-- Excerpt --
Amazon S3 client-side encryption
With Amazon S3 client-side encryption, the Amazon S3 encryption and decryption takes place in the EMRFS client on your cluster. Objects are encrypted before being uploaded to Amazon S3 and decrypted after they are downloaded. The provider you specify supplies the encryption key that the client uses. The client can use keys provided by AWS KMS (CSE-KMS) or a custom Java class that provides the client-side root key (CSE-C). The encryption specifics are slightly different between CSE-KMS and CSE-C, depending on the specified provider and the metadata of the object being decrypted or encrypted. For more information about these differences, see Protecting data using client-side encryption in the Amazon Simple Storage Service User Guide.
Note
Amazon S3 CSE only ensures that EMRFS data exchanged with Amazon S3 is encrypted; not all data on cluster instance volumes is encrypted. Furthermore, because Hue does not use EMRFS, objects that the Hue S3 File Browser writes to Amazon S3 are not encrypted.
To specify CSE-KMS for EMRFS data in Amazon S3 using the AWS CLI
-
Type the following command and replace
MyKMSKeyID
with the Key ID or ARN of the KMS key to use:aws emr create-cluster --release-label
emr-4.7.2 or earlier
--emrfs Encryption=ClientSide,ProviderType=KMS,KMSKeyId=MyKMSKeyId
Creating a custom key provider
Depending on the type of encryption you use when creating a custom key provider, the application must also implement different EncryptionMaterialsProvider interfaces. Both interfaces are available in the AWS SDK for Java version 1.11.0 and later.
-
To implement Amazon S3 encryption, use the com.amazonaws.services.s3.model.EncryptionMaterialsProvider interface.
-
To implement local disk encryption, use the com.amazonaws.services.elasticmapreduce.spi.security.EncryptionMaterialsProvider interface.
You can use any strategy to provide encryption materials for the implementation. For example, you might choose to provide static encryption materials or integrate with a more complex key management system.
If you’re using Amazon S3 encryption, you must use the encryption algorithms AES/GCM/NoPadding for custom encryption materials.
If you’re using local disk encryption, the encryption algorithm to use for custom encryption materials varies by EMR release. For Amazon EMR 7.0.0 and lower, you must use AES/GCM/NoPadding. For Amazon EMR 7.1.0 and higher, you must use AES.

-- Data excerpts --
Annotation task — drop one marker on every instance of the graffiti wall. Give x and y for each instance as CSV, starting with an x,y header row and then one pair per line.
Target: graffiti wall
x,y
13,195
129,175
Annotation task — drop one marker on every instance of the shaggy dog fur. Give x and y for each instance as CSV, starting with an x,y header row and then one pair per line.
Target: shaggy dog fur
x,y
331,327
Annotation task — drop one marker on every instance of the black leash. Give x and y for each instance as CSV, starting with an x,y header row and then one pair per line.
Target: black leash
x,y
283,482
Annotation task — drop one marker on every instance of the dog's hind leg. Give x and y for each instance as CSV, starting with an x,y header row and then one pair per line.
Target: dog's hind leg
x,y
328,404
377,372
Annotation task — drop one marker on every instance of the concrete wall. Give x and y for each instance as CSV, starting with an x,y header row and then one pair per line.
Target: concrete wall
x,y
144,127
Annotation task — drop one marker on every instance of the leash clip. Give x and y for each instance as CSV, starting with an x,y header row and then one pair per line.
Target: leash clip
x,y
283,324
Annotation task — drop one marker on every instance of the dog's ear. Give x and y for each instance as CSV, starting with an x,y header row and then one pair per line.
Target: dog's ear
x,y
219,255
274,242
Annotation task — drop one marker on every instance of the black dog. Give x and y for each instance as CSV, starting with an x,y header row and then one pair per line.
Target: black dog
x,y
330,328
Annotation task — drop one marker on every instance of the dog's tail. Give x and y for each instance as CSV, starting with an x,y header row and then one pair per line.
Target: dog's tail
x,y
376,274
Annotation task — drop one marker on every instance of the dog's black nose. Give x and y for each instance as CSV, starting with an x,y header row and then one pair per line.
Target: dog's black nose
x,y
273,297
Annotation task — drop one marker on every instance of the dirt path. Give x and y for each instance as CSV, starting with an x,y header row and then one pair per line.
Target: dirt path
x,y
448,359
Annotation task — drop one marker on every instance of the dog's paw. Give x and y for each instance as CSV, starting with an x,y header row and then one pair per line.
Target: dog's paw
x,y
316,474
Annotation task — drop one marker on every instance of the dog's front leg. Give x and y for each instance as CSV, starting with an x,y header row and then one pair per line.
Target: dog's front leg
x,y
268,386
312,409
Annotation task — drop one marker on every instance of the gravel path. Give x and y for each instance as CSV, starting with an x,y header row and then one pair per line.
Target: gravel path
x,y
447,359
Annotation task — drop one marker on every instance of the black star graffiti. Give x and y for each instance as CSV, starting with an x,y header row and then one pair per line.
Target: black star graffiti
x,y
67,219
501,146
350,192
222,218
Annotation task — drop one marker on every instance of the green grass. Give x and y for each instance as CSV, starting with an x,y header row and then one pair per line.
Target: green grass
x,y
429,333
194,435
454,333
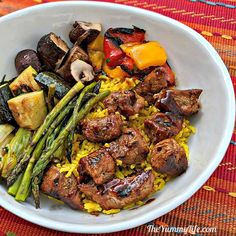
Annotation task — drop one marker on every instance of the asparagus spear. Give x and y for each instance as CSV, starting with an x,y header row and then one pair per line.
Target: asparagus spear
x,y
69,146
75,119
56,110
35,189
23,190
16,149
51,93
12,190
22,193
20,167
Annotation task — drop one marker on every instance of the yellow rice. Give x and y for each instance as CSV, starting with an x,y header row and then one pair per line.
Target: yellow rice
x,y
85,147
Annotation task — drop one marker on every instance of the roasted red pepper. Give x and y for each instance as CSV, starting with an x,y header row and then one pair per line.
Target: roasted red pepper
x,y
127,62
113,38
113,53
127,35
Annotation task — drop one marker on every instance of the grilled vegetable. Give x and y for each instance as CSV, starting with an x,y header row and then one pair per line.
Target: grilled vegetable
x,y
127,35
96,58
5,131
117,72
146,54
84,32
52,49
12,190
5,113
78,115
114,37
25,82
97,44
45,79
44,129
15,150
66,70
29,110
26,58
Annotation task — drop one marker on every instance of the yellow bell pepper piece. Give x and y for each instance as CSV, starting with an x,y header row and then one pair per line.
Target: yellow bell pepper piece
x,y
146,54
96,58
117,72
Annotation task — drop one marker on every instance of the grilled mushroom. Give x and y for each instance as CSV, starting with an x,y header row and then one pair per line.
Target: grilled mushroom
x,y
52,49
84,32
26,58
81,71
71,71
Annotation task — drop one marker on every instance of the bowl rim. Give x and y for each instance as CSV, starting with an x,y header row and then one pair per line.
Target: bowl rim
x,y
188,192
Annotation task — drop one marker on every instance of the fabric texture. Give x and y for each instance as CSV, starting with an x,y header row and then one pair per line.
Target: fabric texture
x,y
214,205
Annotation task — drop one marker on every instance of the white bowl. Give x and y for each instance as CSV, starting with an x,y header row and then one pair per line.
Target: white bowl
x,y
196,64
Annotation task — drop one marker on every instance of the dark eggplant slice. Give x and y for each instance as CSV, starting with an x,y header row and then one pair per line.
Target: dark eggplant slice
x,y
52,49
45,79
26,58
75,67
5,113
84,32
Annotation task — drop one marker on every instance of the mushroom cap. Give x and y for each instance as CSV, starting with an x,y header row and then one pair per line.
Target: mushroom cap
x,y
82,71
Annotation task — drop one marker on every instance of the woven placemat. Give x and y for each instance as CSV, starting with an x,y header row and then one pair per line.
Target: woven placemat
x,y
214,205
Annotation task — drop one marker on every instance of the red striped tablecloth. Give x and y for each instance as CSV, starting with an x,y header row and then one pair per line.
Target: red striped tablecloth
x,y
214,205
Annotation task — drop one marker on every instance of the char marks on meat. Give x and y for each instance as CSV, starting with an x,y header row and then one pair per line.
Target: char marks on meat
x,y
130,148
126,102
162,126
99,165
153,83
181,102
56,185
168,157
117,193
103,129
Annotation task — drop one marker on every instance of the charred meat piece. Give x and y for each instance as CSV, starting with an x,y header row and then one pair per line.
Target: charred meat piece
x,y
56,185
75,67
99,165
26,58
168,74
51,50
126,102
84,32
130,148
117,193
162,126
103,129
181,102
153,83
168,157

-- Brief 1 --
According to the encryption page, why are objects that the Hue S3 File Browser writes to Amazon S3 not encrypted? Answer in one to three sentences.
-- Brief 2 --
Reproduce the encryption page word for word from "If you’re using Amazon" to "must use AES.".

-- Task result 1 --
Hue does not use EMRFS, and Amazon S3 client-side encryption takes place in the EMRFS client on the cluster. It only ensures that EMRFS data exchanged with Amazon S3 is encrypted, so objects the Hue S3 File Browser writes are not covered.

-- Task result 2 --
If you’re using Amazon S3 encryption, you must use the encryption algorithms AES/GCM/NoPadding for custom encryption materials.
If you’re using local disk encryption, the encryption algorithm to use for custom encryption materials varies by EMR release. For Amazon EMR 7.0.0 and lower, you must use AES/GCM/NoPadding. For Amazon EMR 7.1.0 and higher, you must use AES.